*** Records supplied Section Begins ***

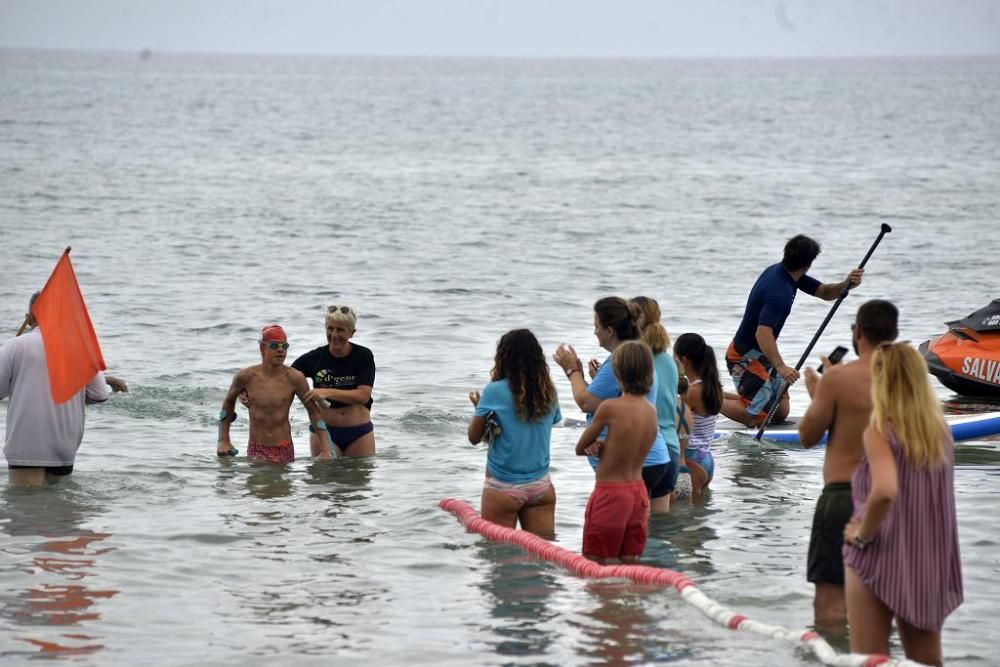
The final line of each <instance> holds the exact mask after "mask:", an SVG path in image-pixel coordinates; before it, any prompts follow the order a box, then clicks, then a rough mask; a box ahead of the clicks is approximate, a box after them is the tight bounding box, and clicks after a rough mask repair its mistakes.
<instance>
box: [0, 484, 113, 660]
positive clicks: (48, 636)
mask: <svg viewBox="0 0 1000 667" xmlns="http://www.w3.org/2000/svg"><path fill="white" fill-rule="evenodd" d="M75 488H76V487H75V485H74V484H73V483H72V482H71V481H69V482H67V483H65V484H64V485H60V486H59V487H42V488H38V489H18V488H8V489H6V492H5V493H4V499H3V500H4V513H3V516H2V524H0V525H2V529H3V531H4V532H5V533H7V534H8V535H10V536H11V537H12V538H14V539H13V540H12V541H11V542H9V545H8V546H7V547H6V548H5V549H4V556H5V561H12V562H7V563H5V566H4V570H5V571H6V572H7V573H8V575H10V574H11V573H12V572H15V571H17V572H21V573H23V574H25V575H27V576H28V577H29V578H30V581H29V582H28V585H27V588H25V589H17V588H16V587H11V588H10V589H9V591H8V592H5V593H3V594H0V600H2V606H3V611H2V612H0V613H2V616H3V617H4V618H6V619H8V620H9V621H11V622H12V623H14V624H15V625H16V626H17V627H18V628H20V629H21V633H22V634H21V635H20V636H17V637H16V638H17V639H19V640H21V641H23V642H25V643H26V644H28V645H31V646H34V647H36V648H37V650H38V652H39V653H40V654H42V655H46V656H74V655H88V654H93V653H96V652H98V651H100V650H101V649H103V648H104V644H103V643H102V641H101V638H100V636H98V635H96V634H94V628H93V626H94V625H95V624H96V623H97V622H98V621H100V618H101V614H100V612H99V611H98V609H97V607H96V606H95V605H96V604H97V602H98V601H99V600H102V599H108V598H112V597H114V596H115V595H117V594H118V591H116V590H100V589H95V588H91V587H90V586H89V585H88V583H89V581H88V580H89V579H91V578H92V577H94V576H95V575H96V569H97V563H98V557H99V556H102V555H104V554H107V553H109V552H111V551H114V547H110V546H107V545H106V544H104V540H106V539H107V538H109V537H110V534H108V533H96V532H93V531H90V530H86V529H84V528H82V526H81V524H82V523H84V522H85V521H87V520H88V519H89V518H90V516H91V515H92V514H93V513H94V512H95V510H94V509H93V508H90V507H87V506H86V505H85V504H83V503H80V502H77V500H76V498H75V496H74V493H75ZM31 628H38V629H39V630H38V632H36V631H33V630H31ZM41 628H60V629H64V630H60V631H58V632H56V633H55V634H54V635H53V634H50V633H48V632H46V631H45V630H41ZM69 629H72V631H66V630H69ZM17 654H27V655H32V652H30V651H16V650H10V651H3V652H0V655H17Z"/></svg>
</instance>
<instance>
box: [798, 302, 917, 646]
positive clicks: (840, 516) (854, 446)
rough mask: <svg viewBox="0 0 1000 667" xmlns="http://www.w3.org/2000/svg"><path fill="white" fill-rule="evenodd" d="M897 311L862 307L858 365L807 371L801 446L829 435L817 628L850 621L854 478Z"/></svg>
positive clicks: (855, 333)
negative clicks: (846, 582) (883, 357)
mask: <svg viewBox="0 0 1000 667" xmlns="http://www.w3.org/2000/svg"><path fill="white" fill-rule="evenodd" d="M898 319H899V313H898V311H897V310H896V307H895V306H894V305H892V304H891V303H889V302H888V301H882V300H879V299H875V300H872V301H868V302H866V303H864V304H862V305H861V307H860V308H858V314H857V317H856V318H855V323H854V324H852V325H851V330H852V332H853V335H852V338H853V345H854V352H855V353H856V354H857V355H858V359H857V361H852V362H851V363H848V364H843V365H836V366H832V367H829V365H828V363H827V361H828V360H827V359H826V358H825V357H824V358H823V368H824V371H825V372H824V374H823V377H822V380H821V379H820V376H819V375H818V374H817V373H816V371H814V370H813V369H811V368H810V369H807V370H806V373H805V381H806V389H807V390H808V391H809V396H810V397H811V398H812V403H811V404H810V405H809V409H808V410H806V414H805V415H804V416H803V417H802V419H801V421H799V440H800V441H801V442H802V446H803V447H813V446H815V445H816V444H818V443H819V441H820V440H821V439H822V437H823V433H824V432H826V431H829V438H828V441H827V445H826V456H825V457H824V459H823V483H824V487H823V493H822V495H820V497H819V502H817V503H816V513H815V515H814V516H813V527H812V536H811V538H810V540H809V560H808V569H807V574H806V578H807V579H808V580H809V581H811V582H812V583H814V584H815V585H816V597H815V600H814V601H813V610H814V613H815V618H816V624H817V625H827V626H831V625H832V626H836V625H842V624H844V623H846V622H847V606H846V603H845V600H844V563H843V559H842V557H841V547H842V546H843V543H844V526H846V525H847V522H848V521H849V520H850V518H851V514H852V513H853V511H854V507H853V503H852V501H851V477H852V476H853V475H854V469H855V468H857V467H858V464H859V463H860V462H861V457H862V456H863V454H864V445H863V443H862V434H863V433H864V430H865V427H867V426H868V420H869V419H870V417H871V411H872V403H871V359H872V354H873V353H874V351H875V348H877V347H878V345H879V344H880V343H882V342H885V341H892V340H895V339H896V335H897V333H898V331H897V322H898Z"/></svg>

*** Records supplied Section Ends ***

> **Exercise requirements**: Can you put all of the lines above into a JSON list of strings, one string per line, skipping any blank lines and leaving the pictures out?

> **Answer space**:
[
  "The final line of each <instance> holds the exact mask after \"mask:\", an SVG path in image-pixel coordinates; before it, any prompts follow the order a box, then clicks, then a rough mask; a box ahead of the clicks is approximate, a box after them is the tight bounding box, and clicks after a rough mask repair its mistakes.",
  "<instance>",
  "box: [0, 484, 113, 660]",
  "positive clicks: (48, 636)",
  "mask: <svg viewBox=\"0 0 1000 667\" xmlns=\"http://www.w3.org/2000/svg\"><path fill=\"white\" fill-rule=\"evenodd\" d=\"M75 488H76V487H75V485H74V484H73V483H72V482H71V481H69V482H67V483H65V484H64V485H60V486H59V487H42V488H38V489H18V488H8V489H6V492H5V493H4V499H3V500H4V513H3V516H2V524H0V525H2V529H3V531H4V532H5V533H7V534H8V535H10V536H11V537H12V538H14V539H13V540H12V541H11V542H9V545H8V546H7V547H6V548H5V549H4V556H5V561H12V562H7V563H5V566H4V570H5V571H6V572H7V573H8V575H10V574H11V573H12V572H15V571H17V572H21V573H23V574H25V575H27V576H28V577H29V578H30V581H29V582H28V585H27V588H25V589H17V588H16V587H11V588H10V589H9V591H8V592H5V593H3V594H0V600H2V606H3V611H2V612H0V613H2V616H3V617H4V618H6V619H8V620H9V621H11V622H12V623H14V624H15V625H16V626H17V627H18V628H20V629H21V633H22V634H21V635H20V636H17V637H16V638H17V639H19V640H21V641H23V642H25V643H26V644H28V645H31V646H34V647H36V648H37V650H38V652H39V653H40V654H42V655H46V656H74V655H88V654H93V653H96V652H98V651H100V650H101V649H103V648H104V644H103V643H102V641H101V638H100V636H98V635H96V634H94V628H93V626H94V625H95V624H96V623H97V622H98V621H100V618H101V614H100V612H99V611H98V609H97V607H96V606H95V605H96V604H97V602H98V601H99V600H102V599H108V598H112V597H114V596H115V595H117V594H118V591H116V590H100V589H95V588H91V587H90V586H89V585H88V583H89V581H88V580H89V579H91V578H92V577H94V576H95V575H96V569H97V563H98V557H99V556H102V555H104V554H107V553H109V552H111V551H114V547H110V546H107V545H106V544H104V540H106V539H107V538H109V537H110V534H108V533H96V532H93V531H90V530H86V529H84V528H82V526H81V524H82V523H84V522H85V521H87V520H88V519H89V518H90V516H91V515H92V514H93V513H94V512H95V510H94V509H93V508H90V507H87V506H86V505H85V504H83V503H80V502H77V500H76V498H75V496H74V493H75ZM31 628H38V629H39V630H38V632H36V631H33V630H31ZM41 628H60V629H64V630H60V631H58V632H56V633H55V634H54V635H53V634H50V633H48V632H46V631H45V630H41ZM69 629H72V631H66V630H69ZM17 654H27V655H32V652H30V651H16V650H10V651H3V652H0V655H17Z\"/></svg>",
  "</instance>",
  "<instance>",
  "box: [798, 302, 917, 646]",
  "positive clicks: (840, 516) (854, 446)",
  "rough mask: <svg viewBox=\"0 0 1000 667\" xmlns=\"http://www.w3.org/2000/svg\"><path fill=\"white\" fill-rule=\"evenodd\" d=\"M897 311L862 307L858 365L807 371L801 446L829 435L817 628L850 621L854 478Z\"/></svg>",
  "positive clicks: (855, 333)",
  "negative clicks: (846, 582) (883, 357)",
  "mask: <svg viewBox=\"0 0 1000 667\" xmlns=\"http://www.w3.org/2000/svg\"><path fill=\"white\" fill-rule=\"evenodd\" d=\"M898 319H899V313H898V311H897V310H896V307H895V306H894V305H892V304H891V303H889V302H888V301H882V300H879V299H875V300H872V301H868V302H866V303H864V304H862V305H861V307H860V308H858V314H857V317H856V318H855V323H854V324H852V325H851V330H852V332H853V335H852V338H853V345H854V352H855V353H856V354H857V355H858V359H857V361H852V362H851V363H848V364H843V365H836V366H832V367H829V365H828V363H827V361H828V360H827V359H826V358H825V357H824V358H823V368H824V371H825V372H824V374H823V377H822V380H821V379H820V376H819V375H818V374H817V373H816V371H814V370H813V369H811V368H810V369H807V370H806V373H805V381H806V389H807V390H808V391H809V396H810V397H811V398H812V403H811V404H810V405H809V409H808V410H806V414H805V415H804V416H803V417H802V419H801V421H799V440H800V441H801V442H802V446H803V447H813V446H815V445H816V444H818V443H819V441H820V440H821V439H822V437H823V433H824V432H826V431H829V438H828V441H827V445H826V456H825V457H824V459H823V483H824V487H823V493H822V495H820V497H819V502H817V503H816V513H815V515H814V516H813V527H812V536H811V538H810V540H809V560H808V569H807V574H806V578H807V579H808V580H809V581H811V582H812V583H814V584H815V585H816V597H815V600H814V601H813V610H814V613H815V618H816V624H817V625H827V626H831V625H832V626H836V625H842V624H844V623H846V622H847V606H846V603H845V600H844V563H843V559H842V557H841V547H842V546H843V543H844V526H846V525H847V522H848V521H849V520H850V518H851V514H852V513H853V511H854V507H853V503H852V501H851V477H852V476H853V475H854V469H855V468H857V467H858V464H859V463H860V462H861V457H862V456H863V454H864V445H863V443H862V434H863V433H864V430H865V427H867V426H868V420H869V419H870V417H871V411H872V403H871V359H872V354H873V353H874V351H875V348H877V347H878V345H879V344H880V343H882V342H885V341H892V340H895V339H896V335H897V333H898V331H897V322H898Z\"/></svg>"
]